= What needs to be done =
Copy out every line of the records below word for word, leaving out the pictures.

Point annotations for photos
******

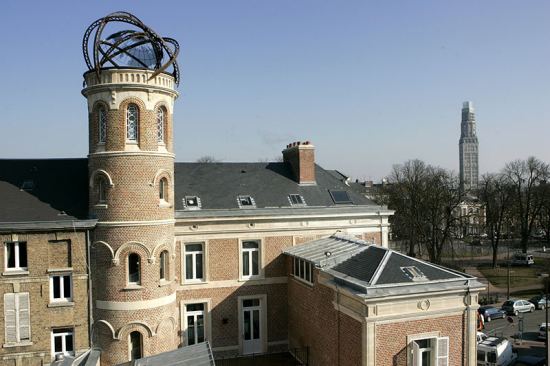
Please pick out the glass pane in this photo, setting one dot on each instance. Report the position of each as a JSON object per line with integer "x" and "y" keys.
{"x": 22, "y": 254}
{"x": 10, "y": 252}
{"x": 191, "y": 330}
{"x": 58, "y": 344}
{"x": 193, "y": 248}
{"x": 255, "y": 268}
{"x": 256, "y": 324}
{"x": 69, "y": 342}
{"x": 67, "y": 286}
{"x": 199, "y": 265}
{"x": 250, "y": 245}
{"x": 200, "y": 329}
{"x": 246, "y": 264}
{"x": 56, "y": 288}
{"x": 194, "y": 307}
{"x": 188, "y": 266}
{"x": 247, "y": 325}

******

= Complete answer =
Please pick out the glass pane in this photo, setting one dot on each instance. Report the position of each as a JSON object per line with integer "x" and "y" keys.
{"x": 22, "y": 254}
{"x": 10, "y": 252}
{"x": 191, "y": 330}
{"x": 58, "y": 344}
{"x": 193, "y": 248}
{"x": 255, "y": 268}
{"x": 256, "y": 324}
{"x": 69, "y": 342}
{"x": 67, "y": 286}
{"x": 199, "y": 265}
{"x": 250, "y": 245}
{"x": 200, "y": 329}
{"x": 246, "y": 264}
{"x": 56, "y": 288}
{"x": 194, "y": 307}
{"x": 188, "y": 266}
{"x": 247, "y": 325}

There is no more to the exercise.